SHORT PROBLEM:
Starting at the line that contains "Reviewer note: every instance of the globe", copy every line through the final line below, keeping each one unchanged.

MATERIAL PROVIDED:
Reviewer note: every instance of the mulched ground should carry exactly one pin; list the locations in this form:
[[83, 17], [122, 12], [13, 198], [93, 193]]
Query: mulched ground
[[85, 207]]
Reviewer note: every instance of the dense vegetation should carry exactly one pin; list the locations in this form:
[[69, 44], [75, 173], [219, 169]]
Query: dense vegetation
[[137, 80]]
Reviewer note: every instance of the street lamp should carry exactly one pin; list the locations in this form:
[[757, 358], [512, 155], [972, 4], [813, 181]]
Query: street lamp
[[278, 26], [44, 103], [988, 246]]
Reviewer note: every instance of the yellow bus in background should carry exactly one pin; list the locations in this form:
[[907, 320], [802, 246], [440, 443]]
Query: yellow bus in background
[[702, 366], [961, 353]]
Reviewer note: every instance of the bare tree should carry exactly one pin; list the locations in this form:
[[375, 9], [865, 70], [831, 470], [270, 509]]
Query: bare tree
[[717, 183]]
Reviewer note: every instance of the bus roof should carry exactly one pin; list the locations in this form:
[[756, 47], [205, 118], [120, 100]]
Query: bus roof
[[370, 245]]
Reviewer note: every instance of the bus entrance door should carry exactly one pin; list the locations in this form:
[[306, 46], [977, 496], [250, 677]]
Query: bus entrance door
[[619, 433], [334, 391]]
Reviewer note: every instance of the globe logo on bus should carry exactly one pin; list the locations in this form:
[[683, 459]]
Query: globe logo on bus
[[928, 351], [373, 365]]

RESPONSE FOR THIS EXERCISE:
Reviewer note: every instance of the globe logo on bus should carry exactly one pin; list the locations in this form:
[[683, 459]]
Query: globe logo on bus
[[928, 351], [373, 365]]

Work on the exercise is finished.